Short exercise
From the material below, return verbatim the lines beginning with the line that contains "In the screenshot above, where is the stone fish" and ending with the line that contains "[346,0,399,73]", both included.

--- start of Rows ---

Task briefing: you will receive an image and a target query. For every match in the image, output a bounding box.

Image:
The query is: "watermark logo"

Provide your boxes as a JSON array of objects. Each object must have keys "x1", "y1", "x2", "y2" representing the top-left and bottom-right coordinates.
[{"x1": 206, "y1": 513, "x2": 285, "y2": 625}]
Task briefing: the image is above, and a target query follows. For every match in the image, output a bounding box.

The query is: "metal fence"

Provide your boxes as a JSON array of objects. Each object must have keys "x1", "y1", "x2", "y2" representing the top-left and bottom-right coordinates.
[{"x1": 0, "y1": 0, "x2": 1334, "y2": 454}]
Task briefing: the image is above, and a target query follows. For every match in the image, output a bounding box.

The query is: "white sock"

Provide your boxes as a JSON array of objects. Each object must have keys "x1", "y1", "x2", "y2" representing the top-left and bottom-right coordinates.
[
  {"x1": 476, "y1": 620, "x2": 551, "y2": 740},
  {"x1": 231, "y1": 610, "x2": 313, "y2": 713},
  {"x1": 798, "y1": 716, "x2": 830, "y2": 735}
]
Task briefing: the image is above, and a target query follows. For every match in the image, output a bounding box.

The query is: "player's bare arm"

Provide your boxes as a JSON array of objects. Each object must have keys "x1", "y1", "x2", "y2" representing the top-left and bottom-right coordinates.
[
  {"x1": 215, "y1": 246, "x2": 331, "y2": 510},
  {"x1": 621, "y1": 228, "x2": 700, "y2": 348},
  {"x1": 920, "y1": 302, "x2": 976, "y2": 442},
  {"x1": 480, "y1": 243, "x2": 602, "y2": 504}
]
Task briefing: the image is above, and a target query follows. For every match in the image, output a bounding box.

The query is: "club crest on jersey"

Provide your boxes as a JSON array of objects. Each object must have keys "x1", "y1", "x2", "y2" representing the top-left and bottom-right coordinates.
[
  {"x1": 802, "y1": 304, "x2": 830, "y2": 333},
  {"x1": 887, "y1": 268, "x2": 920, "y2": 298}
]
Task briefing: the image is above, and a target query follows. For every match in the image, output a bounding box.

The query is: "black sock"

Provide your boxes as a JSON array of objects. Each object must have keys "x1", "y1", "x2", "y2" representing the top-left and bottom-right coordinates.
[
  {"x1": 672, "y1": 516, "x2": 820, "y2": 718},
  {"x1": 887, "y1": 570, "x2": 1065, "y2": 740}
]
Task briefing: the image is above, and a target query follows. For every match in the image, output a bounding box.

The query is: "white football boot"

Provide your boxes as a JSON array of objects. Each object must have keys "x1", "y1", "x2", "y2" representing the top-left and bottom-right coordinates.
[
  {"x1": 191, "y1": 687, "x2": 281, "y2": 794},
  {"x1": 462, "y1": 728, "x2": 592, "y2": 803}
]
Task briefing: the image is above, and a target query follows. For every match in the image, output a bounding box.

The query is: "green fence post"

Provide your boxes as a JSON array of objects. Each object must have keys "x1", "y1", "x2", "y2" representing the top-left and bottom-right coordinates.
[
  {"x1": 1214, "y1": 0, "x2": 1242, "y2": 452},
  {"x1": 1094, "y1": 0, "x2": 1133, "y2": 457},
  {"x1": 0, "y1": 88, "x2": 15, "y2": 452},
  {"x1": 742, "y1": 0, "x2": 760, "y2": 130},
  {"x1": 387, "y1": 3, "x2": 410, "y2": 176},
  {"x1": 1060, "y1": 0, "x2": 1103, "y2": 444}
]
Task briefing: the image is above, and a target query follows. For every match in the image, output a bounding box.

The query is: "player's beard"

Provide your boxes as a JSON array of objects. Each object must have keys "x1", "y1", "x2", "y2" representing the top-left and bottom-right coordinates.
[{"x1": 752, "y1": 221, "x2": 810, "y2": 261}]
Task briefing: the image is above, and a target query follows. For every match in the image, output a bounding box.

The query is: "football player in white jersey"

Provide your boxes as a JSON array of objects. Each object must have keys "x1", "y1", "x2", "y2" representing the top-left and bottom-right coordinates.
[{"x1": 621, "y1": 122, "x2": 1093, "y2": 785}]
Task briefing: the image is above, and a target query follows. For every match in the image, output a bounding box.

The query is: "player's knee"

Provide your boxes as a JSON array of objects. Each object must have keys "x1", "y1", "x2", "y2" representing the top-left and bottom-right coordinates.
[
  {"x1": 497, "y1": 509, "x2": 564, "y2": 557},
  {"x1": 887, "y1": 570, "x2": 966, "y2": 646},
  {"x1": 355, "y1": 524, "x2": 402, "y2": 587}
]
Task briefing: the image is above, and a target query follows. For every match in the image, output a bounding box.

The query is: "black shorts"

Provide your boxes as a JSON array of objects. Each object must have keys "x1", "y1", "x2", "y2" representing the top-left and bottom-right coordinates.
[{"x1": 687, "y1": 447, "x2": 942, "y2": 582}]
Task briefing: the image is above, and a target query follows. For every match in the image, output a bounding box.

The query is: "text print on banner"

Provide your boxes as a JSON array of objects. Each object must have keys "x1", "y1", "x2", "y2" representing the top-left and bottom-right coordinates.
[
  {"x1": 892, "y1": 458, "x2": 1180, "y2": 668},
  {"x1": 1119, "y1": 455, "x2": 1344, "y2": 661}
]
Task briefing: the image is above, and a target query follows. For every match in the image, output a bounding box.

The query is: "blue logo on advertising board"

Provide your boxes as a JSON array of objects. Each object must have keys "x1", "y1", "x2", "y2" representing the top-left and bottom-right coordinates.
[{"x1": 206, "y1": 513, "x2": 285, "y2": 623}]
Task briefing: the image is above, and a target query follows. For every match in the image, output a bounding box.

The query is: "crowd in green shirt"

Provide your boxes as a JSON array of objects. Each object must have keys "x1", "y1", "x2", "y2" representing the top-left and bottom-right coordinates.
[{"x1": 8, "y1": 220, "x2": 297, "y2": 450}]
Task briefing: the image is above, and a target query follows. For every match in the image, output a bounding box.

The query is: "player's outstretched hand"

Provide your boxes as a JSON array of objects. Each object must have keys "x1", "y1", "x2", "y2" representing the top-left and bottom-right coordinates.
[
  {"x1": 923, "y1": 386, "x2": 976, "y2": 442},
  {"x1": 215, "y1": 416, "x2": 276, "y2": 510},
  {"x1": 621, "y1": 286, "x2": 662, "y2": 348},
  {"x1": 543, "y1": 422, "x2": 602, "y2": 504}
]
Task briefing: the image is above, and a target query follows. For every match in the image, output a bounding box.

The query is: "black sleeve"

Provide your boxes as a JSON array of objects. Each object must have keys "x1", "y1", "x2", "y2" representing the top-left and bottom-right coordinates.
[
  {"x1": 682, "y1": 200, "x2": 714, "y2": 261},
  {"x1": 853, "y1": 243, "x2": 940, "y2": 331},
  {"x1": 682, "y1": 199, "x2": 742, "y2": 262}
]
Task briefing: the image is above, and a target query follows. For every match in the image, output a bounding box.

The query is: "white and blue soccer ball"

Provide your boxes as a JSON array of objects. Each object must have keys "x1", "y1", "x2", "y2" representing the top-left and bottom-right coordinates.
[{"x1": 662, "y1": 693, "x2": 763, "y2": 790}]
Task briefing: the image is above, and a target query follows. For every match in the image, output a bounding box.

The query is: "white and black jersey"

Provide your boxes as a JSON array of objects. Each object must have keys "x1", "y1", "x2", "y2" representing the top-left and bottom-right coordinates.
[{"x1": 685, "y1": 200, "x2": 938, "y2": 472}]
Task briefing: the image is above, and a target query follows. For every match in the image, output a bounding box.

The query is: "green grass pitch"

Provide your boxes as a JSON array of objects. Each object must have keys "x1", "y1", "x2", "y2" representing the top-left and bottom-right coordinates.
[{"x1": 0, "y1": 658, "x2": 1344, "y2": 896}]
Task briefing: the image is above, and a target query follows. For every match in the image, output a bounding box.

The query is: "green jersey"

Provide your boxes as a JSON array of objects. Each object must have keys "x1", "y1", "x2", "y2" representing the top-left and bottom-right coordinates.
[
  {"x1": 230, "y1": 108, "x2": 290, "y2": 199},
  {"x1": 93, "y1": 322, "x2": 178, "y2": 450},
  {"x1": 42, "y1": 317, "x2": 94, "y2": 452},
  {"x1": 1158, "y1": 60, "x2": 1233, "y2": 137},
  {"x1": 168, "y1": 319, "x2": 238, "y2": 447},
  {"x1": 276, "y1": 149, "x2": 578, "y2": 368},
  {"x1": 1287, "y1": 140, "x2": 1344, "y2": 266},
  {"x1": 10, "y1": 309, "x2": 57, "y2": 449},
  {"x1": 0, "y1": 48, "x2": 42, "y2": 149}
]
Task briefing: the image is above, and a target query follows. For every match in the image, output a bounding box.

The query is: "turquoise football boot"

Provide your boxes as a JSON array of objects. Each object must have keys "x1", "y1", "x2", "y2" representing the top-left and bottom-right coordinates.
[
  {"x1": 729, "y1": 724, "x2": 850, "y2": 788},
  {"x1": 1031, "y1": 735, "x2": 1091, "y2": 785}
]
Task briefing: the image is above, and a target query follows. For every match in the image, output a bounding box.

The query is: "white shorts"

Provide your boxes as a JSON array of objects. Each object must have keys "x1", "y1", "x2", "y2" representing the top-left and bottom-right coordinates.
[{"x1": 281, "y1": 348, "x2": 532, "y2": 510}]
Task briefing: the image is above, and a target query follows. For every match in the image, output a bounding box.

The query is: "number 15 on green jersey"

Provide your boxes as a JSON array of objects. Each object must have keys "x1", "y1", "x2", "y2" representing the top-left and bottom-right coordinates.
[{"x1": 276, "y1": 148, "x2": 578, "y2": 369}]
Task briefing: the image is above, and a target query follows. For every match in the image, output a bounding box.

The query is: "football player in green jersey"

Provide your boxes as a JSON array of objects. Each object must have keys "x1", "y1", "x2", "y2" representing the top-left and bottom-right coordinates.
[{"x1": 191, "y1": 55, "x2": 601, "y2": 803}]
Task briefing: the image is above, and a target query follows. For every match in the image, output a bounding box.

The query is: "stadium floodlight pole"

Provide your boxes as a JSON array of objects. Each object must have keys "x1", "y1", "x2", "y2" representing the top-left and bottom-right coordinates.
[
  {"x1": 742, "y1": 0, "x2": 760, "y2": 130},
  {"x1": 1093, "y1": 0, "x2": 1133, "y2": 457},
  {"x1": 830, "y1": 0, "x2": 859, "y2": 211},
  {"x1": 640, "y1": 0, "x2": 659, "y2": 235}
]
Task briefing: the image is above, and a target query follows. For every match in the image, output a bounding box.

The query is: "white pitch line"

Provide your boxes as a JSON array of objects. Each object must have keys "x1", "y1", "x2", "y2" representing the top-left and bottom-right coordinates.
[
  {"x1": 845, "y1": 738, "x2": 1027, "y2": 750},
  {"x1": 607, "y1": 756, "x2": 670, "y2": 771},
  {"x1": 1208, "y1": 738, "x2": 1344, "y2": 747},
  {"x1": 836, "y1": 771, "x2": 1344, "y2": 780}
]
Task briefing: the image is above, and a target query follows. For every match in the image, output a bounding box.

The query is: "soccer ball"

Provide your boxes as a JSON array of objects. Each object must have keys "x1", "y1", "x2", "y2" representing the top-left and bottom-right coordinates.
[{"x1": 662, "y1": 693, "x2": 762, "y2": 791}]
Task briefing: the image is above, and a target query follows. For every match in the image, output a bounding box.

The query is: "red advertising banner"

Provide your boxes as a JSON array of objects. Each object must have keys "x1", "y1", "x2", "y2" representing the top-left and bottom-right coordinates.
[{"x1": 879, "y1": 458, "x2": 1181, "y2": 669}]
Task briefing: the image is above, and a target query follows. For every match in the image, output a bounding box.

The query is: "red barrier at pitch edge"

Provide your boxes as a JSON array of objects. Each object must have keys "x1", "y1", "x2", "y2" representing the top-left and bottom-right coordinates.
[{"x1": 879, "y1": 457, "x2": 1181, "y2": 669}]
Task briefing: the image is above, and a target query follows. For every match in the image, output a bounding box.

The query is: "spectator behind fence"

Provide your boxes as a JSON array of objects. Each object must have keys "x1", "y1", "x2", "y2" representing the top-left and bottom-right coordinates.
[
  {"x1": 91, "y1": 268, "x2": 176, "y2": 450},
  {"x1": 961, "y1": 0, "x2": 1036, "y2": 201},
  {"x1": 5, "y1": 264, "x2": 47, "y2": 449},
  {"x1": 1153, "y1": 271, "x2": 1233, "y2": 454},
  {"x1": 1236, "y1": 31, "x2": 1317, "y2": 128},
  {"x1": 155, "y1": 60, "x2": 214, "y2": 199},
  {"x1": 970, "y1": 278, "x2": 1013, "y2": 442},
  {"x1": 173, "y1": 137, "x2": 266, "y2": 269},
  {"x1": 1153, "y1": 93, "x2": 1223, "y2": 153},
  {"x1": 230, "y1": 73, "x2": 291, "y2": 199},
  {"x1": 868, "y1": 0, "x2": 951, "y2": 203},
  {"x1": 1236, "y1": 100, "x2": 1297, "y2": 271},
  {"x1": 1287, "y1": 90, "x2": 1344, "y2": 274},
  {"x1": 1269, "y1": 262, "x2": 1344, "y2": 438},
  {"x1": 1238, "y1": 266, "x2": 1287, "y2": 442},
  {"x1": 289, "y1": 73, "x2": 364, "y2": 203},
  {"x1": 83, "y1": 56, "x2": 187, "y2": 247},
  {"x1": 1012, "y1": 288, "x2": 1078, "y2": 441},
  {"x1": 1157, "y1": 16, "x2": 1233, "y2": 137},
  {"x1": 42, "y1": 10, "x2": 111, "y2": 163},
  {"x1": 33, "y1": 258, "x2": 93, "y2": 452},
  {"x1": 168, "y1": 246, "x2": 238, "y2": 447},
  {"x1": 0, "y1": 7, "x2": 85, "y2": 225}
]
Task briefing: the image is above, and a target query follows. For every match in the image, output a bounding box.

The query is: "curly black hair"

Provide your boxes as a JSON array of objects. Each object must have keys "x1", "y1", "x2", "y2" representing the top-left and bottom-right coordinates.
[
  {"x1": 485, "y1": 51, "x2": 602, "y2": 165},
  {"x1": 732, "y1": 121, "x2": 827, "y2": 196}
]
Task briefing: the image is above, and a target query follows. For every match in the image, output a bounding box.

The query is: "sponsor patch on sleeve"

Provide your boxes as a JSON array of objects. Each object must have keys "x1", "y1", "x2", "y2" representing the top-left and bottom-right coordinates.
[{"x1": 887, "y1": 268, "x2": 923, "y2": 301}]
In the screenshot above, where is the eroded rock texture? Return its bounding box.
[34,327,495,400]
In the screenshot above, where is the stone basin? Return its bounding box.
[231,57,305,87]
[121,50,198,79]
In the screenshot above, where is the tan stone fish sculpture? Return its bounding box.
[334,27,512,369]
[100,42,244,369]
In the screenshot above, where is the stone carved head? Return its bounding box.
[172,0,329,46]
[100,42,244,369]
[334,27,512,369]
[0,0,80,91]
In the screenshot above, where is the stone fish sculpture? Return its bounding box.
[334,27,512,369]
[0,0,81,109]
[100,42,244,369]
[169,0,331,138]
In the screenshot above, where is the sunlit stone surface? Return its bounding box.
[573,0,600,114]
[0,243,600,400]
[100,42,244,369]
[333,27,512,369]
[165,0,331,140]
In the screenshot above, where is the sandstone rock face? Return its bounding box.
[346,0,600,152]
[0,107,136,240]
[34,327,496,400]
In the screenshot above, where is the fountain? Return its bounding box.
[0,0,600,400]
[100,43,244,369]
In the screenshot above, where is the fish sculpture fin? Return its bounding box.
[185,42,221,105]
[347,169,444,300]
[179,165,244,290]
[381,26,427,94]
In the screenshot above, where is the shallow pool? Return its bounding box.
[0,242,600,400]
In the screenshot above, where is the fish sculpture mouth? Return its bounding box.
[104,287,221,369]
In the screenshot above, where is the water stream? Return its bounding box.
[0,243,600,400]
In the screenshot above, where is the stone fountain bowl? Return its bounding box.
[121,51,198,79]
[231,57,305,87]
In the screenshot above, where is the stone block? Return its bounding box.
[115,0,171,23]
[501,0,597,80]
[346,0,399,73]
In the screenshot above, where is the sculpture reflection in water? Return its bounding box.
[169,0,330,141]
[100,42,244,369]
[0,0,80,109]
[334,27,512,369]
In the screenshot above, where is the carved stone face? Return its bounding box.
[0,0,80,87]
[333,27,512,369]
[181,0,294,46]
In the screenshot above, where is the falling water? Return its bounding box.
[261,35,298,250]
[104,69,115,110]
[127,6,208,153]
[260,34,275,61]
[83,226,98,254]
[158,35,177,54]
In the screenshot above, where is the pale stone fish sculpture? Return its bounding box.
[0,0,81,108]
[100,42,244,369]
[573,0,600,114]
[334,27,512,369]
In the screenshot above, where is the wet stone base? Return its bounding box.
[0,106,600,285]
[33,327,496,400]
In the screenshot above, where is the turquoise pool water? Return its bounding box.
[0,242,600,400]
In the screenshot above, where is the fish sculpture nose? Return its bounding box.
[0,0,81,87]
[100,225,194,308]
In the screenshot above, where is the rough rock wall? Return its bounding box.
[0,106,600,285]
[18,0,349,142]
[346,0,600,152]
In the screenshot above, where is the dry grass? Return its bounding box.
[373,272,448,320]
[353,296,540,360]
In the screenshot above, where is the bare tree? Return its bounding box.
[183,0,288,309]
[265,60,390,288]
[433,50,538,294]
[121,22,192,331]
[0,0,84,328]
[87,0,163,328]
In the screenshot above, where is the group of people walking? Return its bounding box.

--- end of Rows ---

Written response
In the screenshot above, where is the stone fish sculpture? Return its bounding box.
[334,27,512,369]
[0,0,81,109]
[100,42,244,369]
[169,0,331,138]
In the screenshot above, where is the sunlit stone surface? Return its bounding box.
[573,0,600,114]
[0,243,600,400]
[100,42,244,369]
[333,27,512,369]
[165,0,331,140]
In the screenshot above, where is the sandstone rock face? Return its bounding box.
[346,0,600,152]
[0,107,136,240]
[34,327,496,400]
In the screenshot above, where is the fountain? Return its bounding box.
[0,0,600,400]
[100,43,244,369]
In the screenshot above, where is the fish sculpture fin? Return its bounding box.
[185,42,221,105]
[347,169,444,300]
[179,165,244,290]
[381,26,427,94]
In the screenshot above, where is the shallow pool? Return its bounding box.
[0,242,600,400]
In the screenshot above, where is the fish sculpture mouth? Return its bounding box.
[104,287,221,369]
In the screenshot above, where is the water stream? Return its bounding box.
[0,243,600,400]
In the screenshot above, where is the stone fountain bowl? Return its bounding box.
[121,51,198,79]
[231,57,305,87]
In the screenshot above, where is the stone block? Return its bounding box.
[115,0,171,23]
[501,0,597,80]
[346,0,399,73]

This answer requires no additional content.